The continuing impact of COVID-19 on students and personnel was the primary focus of the Lincoln County R-III School Board members meeting on Nov. 6.

A majority of the discussion surrounded the current procedures of the current contact tracing affecting the district. On Nov. 12, Gov. Mike Parson announced that Missouri students would be able to avoid quarantine and remain in class after being in close contact with a known positive COVID-19 case, as long as proper masking procedures were in place. 

Although Parson allowed these new guidelines, the Lincoln County Health Department put out a statement that, although it agreed that masking is an important tool, “weakening our quarantine guidelines in schools could reduce the effectiveness of one of our best mitigation strategies to reduce the spread of COVID 19 in our community.”

“Ultimately, the numbers are what tell the story,” Board Member Dale McDonald said. 

“We have to look at the numbers and evaluate what is the best option for those inside the school,” Lincoln County R-III Superintendent Dr. Mark Penny said.

REQUIRED WORK:
Copy the part of the school board article that opens with the words "A majority of" and closes with "were in place.", replacing "close contact" with "direct contact".

INFORMATION SHOWN:

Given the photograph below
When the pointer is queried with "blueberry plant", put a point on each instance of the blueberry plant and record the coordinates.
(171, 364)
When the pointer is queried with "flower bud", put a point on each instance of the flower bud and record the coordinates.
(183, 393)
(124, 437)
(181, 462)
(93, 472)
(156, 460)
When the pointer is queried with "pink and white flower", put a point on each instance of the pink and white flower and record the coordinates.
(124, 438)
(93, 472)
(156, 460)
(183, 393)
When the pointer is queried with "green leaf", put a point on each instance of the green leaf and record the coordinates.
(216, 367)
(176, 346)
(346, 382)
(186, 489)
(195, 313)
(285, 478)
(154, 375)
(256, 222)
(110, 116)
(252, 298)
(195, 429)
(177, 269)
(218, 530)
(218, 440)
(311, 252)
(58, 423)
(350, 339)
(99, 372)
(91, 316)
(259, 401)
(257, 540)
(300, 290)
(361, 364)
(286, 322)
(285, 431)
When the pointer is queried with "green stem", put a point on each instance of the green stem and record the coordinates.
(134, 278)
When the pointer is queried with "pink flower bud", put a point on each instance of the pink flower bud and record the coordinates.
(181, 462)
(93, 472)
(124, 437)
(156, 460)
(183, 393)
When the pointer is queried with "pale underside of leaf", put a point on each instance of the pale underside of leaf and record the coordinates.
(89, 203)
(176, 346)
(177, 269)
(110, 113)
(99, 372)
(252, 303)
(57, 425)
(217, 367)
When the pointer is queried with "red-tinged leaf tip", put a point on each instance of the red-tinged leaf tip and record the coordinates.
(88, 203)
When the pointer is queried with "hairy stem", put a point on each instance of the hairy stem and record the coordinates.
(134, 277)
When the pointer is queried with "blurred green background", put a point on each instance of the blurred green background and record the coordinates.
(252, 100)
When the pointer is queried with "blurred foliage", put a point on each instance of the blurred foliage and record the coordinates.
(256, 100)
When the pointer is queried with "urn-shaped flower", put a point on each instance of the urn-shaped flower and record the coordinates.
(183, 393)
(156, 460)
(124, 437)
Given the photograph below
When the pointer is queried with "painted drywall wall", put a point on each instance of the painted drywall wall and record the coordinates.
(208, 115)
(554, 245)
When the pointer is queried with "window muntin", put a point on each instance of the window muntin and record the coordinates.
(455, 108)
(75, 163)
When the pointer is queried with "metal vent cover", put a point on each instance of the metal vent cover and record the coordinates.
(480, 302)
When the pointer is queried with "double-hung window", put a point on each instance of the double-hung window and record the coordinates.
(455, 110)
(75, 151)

ANSWER FOR THIS EXERCISE:
A majority of the discussion surrounded the current procedures of the current contact tracing affecting the district. On Nov. 12, Gov. Mike Parson announced that Missouri students would be able to avoid quarantine and remain in class after being in direct contact with a known positive COVID-19 case, as long as proper masking procedures were in place.